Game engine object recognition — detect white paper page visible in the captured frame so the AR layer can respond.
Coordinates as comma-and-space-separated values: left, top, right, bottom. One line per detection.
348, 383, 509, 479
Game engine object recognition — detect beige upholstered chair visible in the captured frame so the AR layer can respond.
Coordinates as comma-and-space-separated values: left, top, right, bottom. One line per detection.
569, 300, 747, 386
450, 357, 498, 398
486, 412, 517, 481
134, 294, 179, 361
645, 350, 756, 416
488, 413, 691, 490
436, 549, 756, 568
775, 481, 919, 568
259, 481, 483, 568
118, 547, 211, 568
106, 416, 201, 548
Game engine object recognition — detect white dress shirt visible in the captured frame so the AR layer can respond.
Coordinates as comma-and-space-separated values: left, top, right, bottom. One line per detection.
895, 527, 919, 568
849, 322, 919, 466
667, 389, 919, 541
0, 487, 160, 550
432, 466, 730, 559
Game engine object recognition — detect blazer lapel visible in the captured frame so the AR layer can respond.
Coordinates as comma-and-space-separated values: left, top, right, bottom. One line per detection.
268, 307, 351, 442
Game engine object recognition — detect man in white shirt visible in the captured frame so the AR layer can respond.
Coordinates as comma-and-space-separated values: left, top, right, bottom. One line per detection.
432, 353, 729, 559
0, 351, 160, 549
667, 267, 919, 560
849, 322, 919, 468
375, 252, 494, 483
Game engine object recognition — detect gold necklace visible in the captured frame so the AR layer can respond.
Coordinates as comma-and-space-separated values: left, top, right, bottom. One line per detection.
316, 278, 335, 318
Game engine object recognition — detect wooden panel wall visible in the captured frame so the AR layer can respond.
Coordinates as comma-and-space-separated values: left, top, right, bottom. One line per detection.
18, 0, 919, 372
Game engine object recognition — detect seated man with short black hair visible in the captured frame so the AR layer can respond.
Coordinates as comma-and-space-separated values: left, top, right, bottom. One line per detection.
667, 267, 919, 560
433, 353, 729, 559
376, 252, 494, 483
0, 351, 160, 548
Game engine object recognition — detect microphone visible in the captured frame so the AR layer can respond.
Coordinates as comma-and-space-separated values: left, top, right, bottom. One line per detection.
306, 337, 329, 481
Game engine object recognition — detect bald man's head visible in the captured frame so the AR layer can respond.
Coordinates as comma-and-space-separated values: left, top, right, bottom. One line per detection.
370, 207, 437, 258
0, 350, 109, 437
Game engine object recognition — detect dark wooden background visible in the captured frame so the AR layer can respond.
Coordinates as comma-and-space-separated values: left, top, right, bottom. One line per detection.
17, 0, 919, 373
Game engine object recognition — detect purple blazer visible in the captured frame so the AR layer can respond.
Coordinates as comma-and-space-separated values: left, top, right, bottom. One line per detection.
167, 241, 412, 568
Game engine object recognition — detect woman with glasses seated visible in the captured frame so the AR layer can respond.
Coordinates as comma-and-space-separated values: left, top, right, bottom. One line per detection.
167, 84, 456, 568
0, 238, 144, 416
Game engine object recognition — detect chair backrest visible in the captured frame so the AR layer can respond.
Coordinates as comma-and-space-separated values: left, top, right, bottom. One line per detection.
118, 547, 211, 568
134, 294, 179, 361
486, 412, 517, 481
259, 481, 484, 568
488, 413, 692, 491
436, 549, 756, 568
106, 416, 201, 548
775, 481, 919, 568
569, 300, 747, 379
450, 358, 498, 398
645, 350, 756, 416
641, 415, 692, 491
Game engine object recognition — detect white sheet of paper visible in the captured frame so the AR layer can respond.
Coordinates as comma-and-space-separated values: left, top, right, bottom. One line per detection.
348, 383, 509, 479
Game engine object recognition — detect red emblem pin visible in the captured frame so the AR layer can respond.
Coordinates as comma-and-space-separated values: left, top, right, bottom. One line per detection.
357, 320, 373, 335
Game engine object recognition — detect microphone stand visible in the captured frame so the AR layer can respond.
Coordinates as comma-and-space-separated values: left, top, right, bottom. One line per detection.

◆ Your objective
Please render all of the material above as a Markdown table with two columns, Row and Line, giving each line its own numbered row and skipping blank lines.

◆ Solution for this problem
| Row | Line |
|---|---|
| 1 | Game engine object recognition — detect white paper page visible in the captured frame so the AR layer can respond. |
| 2 | Coordinates as comma-and-space-separated values: left, top, right, bottom. One line per detection. |
| 3 | 348, 383, 509, 479 |
| 4 | Game engine object recognition — detect beige upholstered chair visible in the captured frame so the AR layer can respond. |
| 5 | Coordinates as comma-and-space-separated values: left, top, right, bottom. One line per detection. |
| 6 | 569, 300, 747, 386 |
| 7 | 450, 357, 498, 398 |
| 8 | 486, 412, 517, 481 |
| 9 | 134, 294, 179, 361 |
| 10 | 645, 350, 756, 416 |
| 11 | 488, 413, 691, 490 |
| 12 | 436, 549, 756, 568 |
| 13 | 775, 481, 919, 568 |
| 14 | 259, 481, 483, 568 |
| 15 | 118, 547, 211, 568 |
| 16 | 106, 416, 201, 548 |
| 17 | Game engine object recognition — detect white dress shirt visible in the captured frame so the AR layer can respond. |
| 18 | Coordinates as comma-and-space-separated values: left, top, right, bottom. One line per detection. |
| 19 | 895, 527, 919, 568 |
| 20 | 849, 322, 919, 466 |
| 21 | 667, 389, 919, 541 |
| 22 | 0, 487, 160, 550 |
| 23 | 432, 466, 730, 559 |
| 24 | Game engine object recognition — detect blazer lapel visible in the captured frame so the AR layer can respond. |
| 25 | Coordinates as comma-and-space-separated values: left, top, right, bottom. One line per detection. |
| 26 | 268, 307, 351, 442 |
| 27 | Game engine object recognition — detect man in white shirt visible in the captured frame so the AR layer can respond. |
| 28 | Coordinates as comma-and-space-separated values: left, top, right, bottom. One line per detection. |
| 29 | 432, 353, 729, 559 |
| 30 | 0, 351, 160, 549 |
| 31 | 667, 267, 919, 560 |
| 32 | 849, 322, 919, 468 |
| 33 | 375, 252, 494, 483 |
| 34 | Game engine object recognition — detect gold necklace visible in the captured frame so the AR layer can respond. |
| 35 | Coordinates as comma-and-space-separated values: left, top, right, bottom. One line per detection. |
| 36 | 316, 278, 335, 318 |
| 37 | Game engine object recognition — detect wooden panel wall visible in the captured frame so the AR layer can respond. |
| 38 | Coordinates as comma-and-space-separated values: left, top, right, bottom. One line per detection. |
| 39 | 18, 0, 919, 372 |
| 40 | Game engine object recognition — detect seated man with short black hair visible in the captured frame so the AR layer can respond. |
| 41 | Coordinates as comma-and-space-separated values: left, top, right, bottom. One line per detection. |
| 42 | 667, 267, 919, 560 |
| 43 | 433, 353, 729, 559 |
| 44 | 376, 252, 494, 483 |
| 45 | 0, 351, 160, 548 |
| 46 | Game engine object recognition — detect microphone visible in the captured frame so the AR layer can respond. |
| 47 | Coordinates as comma-and-space-separated values: left, top, right, bottom. One line per detection. |
| 48 | 306, 337, 329, 481 |
| 49 | Game engine object recognition — detect bald man's head visible in the captured frame so the AR layer can respond. |
| 50 | Coordinates as comma-and-space-separated values: left, top, right, bottom. One line per detection. |
| 51 | 370, 207, 437, 258 |
| 52 | 0, 350, 109, 437 |
| 53 | Game engine object recognition — detect dark wooden background visible in the captured frame so the AR layer can respond. |
| 54 | Coordinates as comma-and-space-separated values: left, top, right, bottom. One line per detection. |
| 55 | 17, 0, 919, 373 |
| 56 | Game engine object recognition — detect purple blazer visible in the captured frame so the AR layer can respond. |
| 57 | Coordinates as comma-and-space-separated values: left, top, right, bottom. One line per detection. |
| 58 | 167, 241, 412, 568 |
| 59 | Game engine object recognition — detect woman with glasses seated visible in the captured frame so the AR layer can respond. |
| 60 | Coordinates as comma-and-space-separated values: left, top, right, bottom. One line per detection. |
| 61 | 167, 84, 456, 568 |
| 62 | 0, 238, 144, 416 |
| 63 | Game engine object recognition — detect chair backrest visible in the captured frame so the AR layer can respond. |
| 64 | Coordinates as comma-and-space-separated values: left, top, right, bottom. One line per detection. |
| 65 | 118, 547, 211, 568 |
| 66 | 134, 294, 179, 361 |
| 67 | 486, 412, 517, 481 |
| 68 | 259, 481, 484, 568 |
| 69 | 488, 413, 692, 491 |
| 70 | 436, 549, 756, 568 |
| 71 | 106, 416, 201, 548 |
| 72 | 775, 481, 919, 568 |
| 73 | 569, 300, 747, 379 |
| 74 | 450, 358, 498, 398 |
| 75 | 645, 350, 756, 416 |
| 76 | 641, 415, 692, 491 |
| 77 | Game engine object recognition — detect white sheet of paper visible in the captured frame so the AR layer can respond. |
| 78 | Coordinates as comma-and-space-separated values: left, top, right, bottom. One line per detection. |
| 79 | 348, 383, 509, 479 |
| 80 | Game engine object recognition — detect red emblem pin visible in the captured frame so the AR layer can respond. |
| 81 | Coordinates as comma-and-space-separated values: left, top, right, bottom. One line per detection. |
| 82 | 357, 320, 373, 335 |
| 83 | Game engine object recognition — detect microphone stand visible in the captured frame so the AR layer can respond. |
| 84 | Coordinates as comma-and-space-separated values: left, top, right, bottom. One line per detection. |